Texto dado
A construção da linha de transmissão da energia produzida em Santo Antonio e Jirau, no rio Madeira (Rondônia), até Araraquara (SP), vencendo uma distância da ordem de 2.400 km, colocou à prova a capacidade da engenharia para superar adversidades climáticas, topográficas e geológicas

 
Foi uma aventura. O programa previa a construção e instalação de um dos maiores sistemas de transmissão do mundo do ponto de vista da extensão. Com a licença de instalação dos canteiros liberada em junho de 2011 e energização prevista para setembro de 2013, não havia tempo a perder. As coordenadas foram colocadas para as empresas de engenharia contratadas, que trataram de se ajustar ao cronograma, organizar as equipes, prover as máquinas e equipamentos necessários, examinar os meios para atender às limitações da logística e avançar para o campo.
 

Mas não se tratava de um campo qualquer. Na trajetória deveriam ser transpostos quilômetros de selva fechada, rios, extensas áreas alagadas do pantanal mato-grossense, áreas urbanas e outras interferências. Seriam atravessados 82 municípios, antes de se chegar ao destino final.

Material de origem
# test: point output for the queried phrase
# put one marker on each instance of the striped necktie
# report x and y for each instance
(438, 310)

Instrução 1
De acordo com o texto sobre a linha de transmissão, quantos municípios seriam atravessados antes de chegar ao destino final?
Instrução 2
Digite de novo, sem mudar nada, tudo o que vai de "Mas não se tratava" até "ao destino final." no texto sobre a linha de transmissão.
Instrução 3
Diga se cada frase abaixo concorda com o texto sobre a linha de transmissão, respondendo sim ou não e citando as palavras do texto que decidem:
(a) A licença de instalação dos canteiros foi liberada em junho de 2011.
(b) A linha de transmissão terminava em Cuiabá.
(c) O trajeto não passava por áreas urbanas.
O material foi tirado de outra fonte.

Resposta certa 1
82 municípios.

Resposta certa 2
Mas não se tratava de um campo qualquer. Na trajetória deveriam ser transpostos quilômetros de selva fechada, rios, extensas áreas alagadas do pantanal mato-grossense, áreas urbanas e outras interferências. Seriam atravessados 82 municípios, antes de se chegar ao destino final.

Resposta certa 3
(a) Sim: "Com a licença de instalação dos canteiros liberada em junho de 2011".
(b) Não: "até Araraquara (SP)".
(c) Não: "extensas áreas alagadas do pantanal mato-grossense, áreas urbanas e outras interferências".